• [Stated task 1]:
Summarize the excerpt on UTGDs below in two sentences.

• [Excerpted text]:
UTGDs naturally arise in graphical models with non-negativity or rectification constraints, as in Restricted Truncated Gaussian Graphical Models (RTGGM) and related deep learning architectures (Su et al., 2016):

In bipartite Gaussian graphical models, imposing non-negativity by replacing hidden variables with UTGDs results in conditionally independent, tractable univariate truncated distributions.
The conditional mean of a UTGD, as a function of its natural parameter, provides a smoothed ReLU activation: $\mu_T(\xi, \lambda^2) = \xi + \lambda \frac{\phi(\xi/\lambda)}{\Phi(\xi/\lambda)}$ , converging to $\max(0, \xi)$ as $\lambda^2 \to 0$ .
Deep extensions allow parameter sharing and unsupervised pre-training for feedforward ReLU networks using UTGD-based conditional means, enabling the transfer of inference mechanisms from probabilistic models to deterministic neural architectures.

• [Data shown]:
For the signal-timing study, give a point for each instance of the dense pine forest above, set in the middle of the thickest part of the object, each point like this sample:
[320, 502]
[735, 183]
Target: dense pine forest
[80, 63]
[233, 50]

• [Stated task 2]:
Reproduce the listing above line for line, without changes.

• [Complete response 1]:
UTGDs arise naturally in graphical models with non-negativity or rectification constraints, such as Restricted Truncated Gaussian Graphical Models. In bipartite Gaussian graphical models they yield conditionally independent, tractable truncated distributions whose conditional mean acts as a smoothed ReLU approaching max(0, ξ) as λ² goes to 0, and deep extensions use these means for parameter sharing and unsupervised pre-training of feedforward ReLU networks.

• [Complete response 2]:
For the signal-timing study, give a point for each instance of the dense pine forest above, set in the middle of the thickest part of the object, each point like this sample:
[320, 502]
[735, 183]
Target: dense pine forest
[80, 63]
[233, 50]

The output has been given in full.